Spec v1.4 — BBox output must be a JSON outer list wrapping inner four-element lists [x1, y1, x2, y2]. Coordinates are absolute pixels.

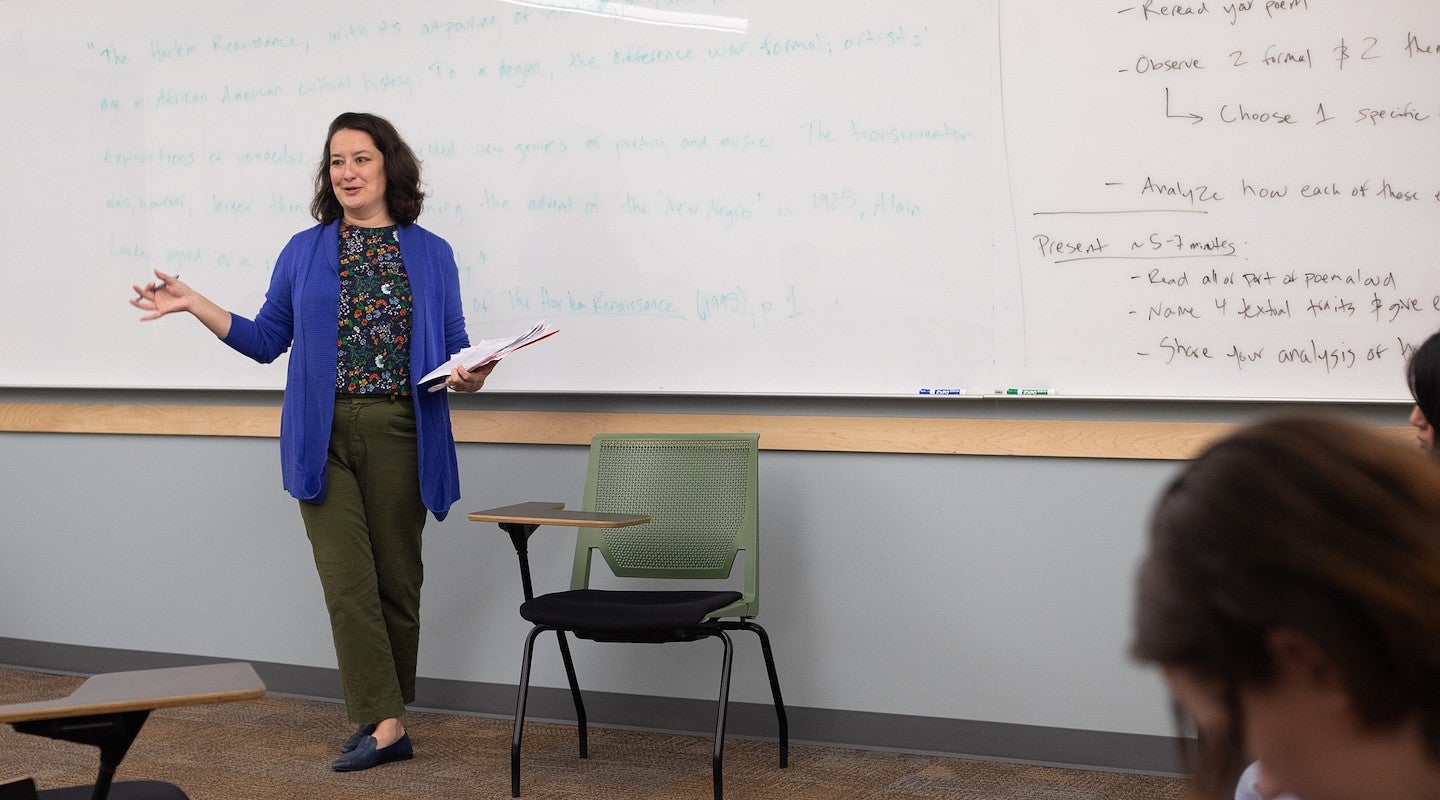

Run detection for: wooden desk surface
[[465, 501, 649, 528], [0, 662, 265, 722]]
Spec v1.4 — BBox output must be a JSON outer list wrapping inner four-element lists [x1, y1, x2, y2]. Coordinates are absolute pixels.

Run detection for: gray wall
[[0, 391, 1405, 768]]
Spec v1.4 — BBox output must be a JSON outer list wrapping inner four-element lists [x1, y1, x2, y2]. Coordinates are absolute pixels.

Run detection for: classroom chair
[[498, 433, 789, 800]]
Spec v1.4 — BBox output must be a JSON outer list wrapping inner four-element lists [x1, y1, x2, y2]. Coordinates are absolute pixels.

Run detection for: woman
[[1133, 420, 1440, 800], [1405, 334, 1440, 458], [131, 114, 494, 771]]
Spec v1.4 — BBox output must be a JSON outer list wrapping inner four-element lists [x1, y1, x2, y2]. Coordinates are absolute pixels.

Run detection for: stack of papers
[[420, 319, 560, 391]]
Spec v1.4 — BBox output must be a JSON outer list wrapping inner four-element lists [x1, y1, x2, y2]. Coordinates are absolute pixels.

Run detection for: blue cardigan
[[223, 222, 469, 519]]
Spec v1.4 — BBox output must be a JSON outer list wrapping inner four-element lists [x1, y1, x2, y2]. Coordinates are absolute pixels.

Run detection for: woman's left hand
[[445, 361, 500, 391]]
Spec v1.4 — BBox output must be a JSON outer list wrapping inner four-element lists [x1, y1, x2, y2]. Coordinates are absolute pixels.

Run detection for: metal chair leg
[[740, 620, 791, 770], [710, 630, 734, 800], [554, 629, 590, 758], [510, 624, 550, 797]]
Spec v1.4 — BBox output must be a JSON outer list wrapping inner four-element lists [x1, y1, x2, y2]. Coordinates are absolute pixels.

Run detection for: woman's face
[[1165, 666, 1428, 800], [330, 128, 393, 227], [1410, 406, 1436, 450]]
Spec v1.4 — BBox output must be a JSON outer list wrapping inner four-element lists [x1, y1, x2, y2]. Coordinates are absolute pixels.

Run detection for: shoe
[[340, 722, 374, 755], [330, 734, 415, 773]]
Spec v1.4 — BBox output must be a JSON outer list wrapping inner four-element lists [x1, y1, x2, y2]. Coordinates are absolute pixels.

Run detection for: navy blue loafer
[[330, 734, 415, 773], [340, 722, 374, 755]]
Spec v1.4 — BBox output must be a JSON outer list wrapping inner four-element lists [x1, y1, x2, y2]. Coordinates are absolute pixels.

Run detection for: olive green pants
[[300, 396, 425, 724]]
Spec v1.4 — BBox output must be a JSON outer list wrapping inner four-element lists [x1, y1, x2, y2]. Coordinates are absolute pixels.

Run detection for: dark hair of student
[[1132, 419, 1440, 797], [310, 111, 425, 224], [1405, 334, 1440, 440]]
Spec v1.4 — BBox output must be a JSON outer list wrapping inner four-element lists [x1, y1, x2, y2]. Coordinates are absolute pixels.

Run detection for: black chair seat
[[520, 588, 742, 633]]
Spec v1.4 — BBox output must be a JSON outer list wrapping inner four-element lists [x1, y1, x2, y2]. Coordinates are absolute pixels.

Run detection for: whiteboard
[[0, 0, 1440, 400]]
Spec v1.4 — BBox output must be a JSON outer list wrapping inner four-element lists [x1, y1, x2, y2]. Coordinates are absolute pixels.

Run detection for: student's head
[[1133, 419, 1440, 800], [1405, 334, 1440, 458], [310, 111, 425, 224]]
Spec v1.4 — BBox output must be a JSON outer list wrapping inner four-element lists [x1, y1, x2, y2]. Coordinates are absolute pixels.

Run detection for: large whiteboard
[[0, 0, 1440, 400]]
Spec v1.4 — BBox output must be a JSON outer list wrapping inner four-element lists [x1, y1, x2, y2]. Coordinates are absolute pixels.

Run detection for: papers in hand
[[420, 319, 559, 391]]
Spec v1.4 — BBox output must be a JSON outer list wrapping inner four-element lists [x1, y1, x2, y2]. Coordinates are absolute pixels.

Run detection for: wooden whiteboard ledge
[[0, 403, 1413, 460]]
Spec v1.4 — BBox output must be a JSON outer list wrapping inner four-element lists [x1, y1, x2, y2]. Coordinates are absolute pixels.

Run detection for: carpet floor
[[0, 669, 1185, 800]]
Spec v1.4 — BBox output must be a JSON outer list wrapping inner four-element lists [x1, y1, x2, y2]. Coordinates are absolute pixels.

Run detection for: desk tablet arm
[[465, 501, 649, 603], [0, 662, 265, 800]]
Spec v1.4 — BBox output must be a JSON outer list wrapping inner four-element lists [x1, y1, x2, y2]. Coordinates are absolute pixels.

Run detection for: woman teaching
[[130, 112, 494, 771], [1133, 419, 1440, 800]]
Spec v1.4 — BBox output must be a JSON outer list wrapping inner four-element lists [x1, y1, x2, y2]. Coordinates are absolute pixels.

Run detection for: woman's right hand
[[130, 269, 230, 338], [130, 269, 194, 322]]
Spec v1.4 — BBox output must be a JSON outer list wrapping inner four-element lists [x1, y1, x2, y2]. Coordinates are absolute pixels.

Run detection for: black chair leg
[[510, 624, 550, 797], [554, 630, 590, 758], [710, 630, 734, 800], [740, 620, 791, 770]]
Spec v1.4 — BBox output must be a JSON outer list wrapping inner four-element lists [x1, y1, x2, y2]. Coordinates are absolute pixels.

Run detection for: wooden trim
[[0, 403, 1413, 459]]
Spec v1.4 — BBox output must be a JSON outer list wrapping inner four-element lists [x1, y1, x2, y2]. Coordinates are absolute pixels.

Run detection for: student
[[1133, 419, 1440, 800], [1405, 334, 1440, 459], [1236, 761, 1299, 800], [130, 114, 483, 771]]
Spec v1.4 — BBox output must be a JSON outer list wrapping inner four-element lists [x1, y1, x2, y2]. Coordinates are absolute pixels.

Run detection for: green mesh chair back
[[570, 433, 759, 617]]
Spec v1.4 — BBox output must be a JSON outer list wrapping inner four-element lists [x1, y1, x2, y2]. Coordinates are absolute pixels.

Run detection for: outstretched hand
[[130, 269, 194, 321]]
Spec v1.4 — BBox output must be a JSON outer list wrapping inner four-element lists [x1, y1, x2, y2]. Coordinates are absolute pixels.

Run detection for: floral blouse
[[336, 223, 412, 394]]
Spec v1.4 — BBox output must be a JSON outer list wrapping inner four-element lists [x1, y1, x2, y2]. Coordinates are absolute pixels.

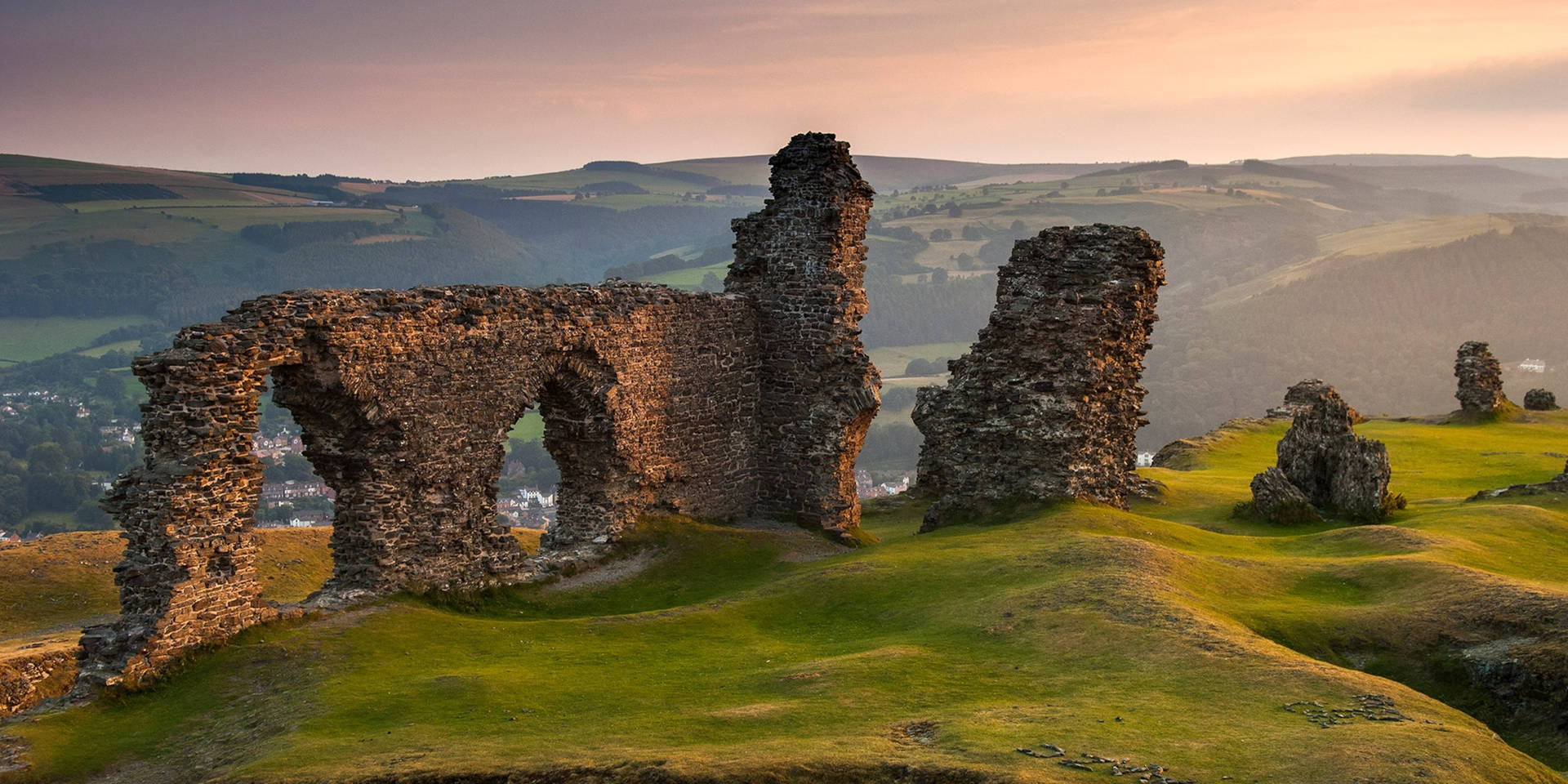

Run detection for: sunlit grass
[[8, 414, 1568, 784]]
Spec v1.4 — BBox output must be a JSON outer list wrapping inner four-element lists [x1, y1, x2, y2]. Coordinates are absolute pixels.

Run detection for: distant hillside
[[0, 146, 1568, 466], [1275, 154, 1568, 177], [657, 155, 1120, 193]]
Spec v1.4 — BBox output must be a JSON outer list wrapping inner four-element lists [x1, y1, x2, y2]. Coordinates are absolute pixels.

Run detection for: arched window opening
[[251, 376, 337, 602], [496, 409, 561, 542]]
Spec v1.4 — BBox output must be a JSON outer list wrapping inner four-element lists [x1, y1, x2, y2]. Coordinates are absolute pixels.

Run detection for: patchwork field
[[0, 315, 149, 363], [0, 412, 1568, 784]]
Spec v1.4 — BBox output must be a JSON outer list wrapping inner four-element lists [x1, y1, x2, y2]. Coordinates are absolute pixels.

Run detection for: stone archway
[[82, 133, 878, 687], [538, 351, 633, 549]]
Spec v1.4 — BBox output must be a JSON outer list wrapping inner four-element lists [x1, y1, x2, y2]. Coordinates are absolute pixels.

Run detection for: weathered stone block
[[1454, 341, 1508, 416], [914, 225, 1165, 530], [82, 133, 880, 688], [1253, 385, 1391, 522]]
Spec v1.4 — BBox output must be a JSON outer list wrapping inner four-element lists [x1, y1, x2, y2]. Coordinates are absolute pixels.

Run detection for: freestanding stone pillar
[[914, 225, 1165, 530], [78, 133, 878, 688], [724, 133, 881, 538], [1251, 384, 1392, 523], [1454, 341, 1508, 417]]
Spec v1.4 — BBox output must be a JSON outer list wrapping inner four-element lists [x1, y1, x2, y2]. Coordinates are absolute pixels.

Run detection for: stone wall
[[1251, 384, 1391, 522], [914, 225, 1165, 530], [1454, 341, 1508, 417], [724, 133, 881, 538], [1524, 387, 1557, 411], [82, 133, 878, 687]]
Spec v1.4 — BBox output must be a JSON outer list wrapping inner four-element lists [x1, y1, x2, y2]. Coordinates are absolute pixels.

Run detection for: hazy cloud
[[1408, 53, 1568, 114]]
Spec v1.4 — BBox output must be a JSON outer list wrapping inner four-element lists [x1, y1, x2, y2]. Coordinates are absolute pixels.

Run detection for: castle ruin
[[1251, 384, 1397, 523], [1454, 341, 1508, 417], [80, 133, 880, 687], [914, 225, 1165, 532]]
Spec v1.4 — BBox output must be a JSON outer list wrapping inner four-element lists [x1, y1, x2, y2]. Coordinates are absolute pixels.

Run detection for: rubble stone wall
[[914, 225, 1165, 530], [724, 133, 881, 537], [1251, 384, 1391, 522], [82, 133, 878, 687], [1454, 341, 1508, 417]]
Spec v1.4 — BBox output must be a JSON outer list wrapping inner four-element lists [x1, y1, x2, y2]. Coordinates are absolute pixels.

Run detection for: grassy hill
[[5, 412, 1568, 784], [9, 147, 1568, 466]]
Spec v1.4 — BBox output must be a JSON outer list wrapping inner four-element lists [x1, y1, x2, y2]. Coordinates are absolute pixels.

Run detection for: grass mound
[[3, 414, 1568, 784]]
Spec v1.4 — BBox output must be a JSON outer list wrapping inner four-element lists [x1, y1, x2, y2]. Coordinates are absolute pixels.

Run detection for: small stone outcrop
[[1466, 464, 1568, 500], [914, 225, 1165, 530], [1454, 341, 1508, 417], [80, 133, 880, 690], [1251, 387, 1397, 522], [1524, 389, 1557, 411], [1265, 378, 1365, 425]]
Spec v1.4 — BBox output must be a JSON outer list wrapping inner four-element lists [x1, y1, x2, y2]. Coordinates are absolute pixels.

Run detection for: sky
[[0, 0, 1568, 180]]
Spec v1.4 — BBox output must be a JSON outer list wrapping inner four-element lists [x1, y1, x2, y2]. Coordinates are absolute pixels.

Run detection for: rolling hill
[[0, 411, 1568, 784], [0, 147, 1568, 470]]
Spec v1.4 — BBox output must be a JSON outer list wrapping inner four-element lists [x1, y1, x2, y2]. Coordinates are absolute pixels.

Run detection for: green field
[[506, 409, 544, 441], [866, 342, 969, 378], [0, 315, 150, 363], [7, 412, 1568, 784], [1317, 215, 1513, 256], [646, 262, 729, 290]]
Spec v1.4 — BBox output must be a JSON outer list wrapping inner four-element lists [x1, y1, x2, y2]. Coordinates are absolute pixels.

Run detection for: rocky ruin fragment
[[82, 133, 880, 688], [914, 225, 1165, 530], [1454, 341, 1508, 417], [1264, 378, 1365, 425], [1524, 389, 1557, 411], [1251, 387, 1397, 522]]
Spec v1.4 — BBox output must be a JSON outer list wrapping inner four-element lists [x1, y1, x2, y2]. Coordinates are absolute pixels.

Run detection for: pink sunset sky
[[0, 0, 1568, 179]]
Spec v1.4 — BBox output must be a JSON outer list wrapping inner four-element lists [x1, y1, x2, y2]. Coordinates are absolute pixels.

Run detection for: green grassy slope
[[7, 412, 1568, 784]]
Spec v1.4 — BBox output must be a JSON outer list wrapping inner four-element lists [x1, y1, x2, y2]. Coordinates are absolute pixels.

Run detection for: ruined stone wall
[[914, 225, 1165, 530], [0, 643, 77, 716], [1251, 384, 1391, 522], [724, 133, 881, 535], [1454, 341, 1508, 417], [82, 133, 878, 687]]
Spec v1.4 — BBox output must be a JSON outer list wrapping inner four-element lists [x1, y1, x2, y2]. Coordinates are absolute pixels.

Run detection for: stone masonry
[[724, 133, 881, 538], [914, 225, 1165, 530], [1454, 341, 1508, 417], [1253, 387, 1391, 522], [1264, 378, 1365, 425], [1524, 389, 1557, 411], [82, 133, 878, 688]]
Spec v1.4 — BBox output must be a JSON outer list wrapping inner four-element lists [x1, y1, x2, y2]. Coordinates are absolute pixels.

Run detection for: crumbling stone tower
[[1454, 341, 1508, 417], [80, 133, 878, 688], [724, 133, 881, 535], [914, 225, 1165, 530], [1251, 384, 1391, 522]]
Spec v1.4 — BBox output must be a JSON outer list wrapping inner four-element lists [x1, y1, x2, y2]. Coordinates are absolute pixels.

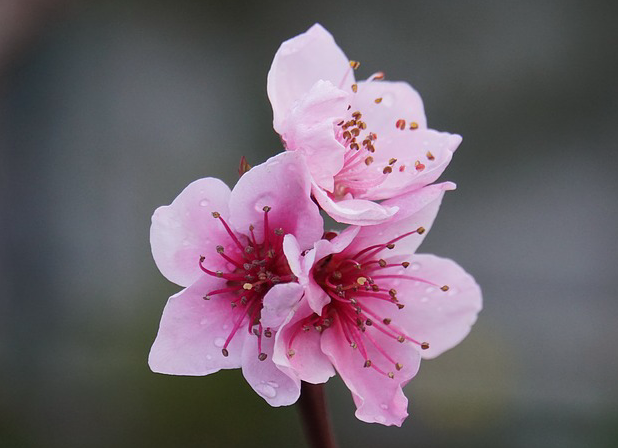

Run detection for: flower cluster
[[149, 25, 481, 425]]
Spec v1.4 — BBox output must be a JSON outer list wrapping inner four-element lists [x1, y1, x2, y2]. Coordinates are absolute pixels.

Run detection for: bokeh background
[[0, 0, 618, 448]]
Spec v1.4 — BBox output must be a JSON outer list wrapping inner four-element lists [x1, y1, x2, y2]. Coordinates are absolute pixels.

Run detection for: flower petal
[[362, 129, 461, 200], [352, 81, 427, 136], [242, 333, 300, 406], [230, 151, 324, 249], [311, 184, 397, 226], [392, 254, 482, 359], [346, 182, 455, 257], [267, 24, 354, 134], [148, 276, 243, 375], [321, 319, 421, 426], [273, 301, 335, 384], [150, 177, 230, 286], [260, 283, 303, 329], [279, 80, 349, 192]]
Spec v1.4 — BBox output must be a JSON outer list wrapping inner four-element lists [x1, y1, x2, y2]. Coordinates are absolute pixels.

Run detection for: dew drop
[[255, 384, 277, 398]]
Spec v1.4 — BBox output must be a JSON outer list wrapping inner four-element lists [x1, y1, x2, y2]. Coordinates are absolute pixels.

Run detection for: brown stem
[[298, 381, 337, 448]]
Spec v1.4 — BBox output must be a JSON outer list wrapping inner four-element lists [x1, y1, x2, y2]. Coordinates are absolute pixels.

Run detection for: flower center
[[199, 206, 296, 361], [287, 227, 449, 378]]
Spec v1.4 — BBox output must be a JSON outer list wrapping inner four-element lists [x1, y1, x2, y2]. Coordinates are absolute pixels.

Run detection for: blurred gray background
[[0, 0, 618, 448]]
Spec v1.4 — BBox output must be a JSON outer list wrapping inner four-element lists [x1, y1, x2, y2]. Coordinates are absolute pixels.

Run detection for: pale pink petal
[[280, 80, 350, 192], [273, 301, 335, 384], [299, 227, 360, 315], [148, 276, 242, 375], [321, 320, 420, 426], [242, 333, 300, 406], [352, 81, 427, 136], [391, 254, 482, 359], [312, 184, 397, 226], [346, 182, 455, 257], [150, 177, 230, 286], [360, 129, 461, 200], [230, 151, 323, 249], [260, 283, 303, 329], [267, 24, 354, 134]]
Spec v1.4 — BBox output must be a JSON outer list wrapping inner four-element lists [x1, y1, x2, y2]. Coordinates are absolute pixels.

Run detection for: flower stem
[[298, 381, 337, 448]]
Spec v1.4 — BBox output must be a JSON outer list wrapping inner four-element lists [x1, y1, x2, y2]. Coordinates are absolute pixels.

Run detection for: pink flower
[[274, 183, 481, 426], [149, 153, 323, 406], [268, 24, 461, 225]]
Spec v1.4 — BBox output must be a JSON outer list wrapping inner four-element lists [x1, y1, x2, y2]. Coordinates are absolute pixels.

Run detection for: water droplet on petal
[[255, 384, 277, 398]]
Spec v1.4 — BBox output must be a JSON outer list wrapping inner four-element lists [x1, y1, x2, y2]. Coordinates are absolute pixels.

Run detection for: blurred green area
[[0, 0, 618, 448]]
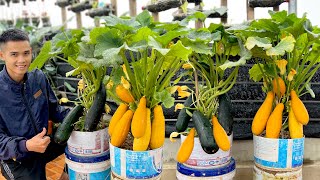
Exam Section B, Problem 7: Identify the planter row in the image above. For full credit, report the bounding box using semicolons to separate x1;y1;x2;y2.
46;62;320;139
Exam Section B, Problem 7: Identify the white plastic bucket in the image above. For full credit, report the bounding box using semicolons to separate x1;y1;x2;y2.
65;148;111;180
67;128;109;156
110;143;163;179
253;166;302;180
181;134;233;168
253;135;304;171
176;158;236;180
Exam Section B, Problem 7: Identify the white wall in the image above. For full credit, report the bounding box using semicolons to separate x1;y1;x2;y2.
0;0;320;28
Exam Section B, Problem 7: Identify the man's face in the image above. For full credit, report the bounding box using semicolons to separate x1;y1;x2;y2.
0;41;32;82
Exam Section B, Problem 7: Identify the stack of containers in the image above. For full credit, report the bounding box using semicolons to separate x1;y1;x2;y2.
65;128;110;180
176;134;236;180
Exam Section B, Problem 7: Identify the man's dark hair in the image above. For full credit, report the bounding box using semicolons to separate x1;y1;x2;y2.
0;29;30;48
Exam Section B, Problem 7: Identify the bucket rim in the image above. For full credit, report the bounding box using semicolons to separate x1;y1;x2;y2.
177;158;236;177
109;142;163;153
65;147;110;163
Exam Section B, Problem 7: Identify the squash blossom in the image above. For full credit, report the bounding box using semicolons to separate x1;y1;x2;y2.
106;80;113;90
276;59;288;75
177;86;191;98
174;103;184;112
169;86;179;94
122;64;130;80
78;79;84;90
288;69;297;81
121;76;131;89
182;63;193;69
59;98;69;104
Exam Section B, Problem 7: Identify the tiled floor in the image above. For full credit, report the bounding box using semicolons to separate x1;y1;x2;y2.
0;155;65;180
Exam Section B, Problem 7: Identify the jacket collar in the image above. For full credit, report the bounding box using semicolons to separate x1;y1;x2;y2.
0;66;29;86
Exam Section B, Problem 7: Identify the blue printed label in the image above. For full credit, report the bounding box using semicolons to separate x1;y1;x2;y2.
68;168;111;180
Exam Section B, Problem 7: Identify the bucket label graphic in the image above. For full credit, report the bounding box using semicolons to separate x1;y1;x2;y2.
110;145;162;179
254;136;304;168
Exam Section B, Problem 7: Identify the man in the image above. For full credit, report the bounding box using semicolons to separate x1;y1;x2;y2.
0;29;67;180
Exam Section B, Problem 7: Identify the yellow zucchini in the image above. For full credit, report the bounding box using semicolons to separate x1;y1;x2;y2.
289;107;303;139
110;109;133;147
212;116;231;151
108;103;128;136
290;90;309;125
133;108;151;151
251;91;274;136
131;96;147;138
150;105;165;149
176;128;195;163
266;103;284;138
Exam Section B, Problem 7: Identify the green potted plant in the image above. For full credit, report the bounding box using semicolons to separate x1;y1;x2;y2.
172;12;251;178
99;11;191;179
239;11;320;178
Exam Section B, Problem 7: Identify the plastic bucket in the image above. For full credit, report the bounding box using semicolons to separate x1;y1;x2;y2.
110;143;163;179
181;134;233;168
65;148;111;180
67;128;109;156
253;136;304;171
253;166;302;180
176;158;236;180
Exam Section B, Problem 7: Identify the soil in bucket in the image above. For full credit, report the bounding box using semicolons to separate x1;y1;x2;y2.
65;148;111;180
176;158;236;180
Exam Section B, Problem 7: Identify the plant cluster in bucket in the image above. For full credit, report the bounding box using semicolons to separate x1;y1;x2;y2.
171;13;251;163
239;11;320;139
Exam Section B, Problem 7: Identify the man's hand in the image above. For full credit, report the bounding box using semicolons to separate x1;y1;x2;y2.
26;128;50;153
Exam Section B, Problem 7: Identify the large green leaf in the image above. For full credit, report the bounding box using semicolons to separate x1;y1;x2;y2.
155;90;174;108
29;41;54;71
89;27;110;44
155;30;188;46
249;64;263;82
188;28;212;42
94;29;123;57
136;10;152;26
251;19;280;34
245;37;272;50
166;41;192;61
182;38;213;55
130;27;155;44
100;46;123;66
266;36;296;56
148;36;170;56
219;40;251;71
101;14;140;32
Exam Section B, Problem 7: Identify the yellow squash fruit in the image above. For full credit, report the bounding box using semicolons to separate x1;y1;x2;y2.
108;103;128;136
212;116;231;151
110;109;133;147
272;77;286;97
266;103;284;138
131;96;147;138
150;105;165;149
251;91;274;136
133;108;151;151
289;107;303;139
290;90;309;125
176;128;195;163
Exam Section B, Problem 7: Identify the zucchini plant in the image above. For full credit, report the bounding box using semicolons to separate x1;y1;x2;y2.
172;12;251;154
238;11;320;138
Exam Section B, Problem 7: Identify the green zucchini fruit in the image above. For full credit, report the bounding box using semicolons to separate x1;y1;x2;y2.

○ ○ ○ ○ ○

> **Problem details**:
Please find every line in the material above that contains the string "whiteboard" and copy those lines out, treating uppercase and lowercase as different.

> **Exercise response**:
Run detection for: whiteboard
Run detection for: large whiteboard
Run detection for: wooden whiteboard ledge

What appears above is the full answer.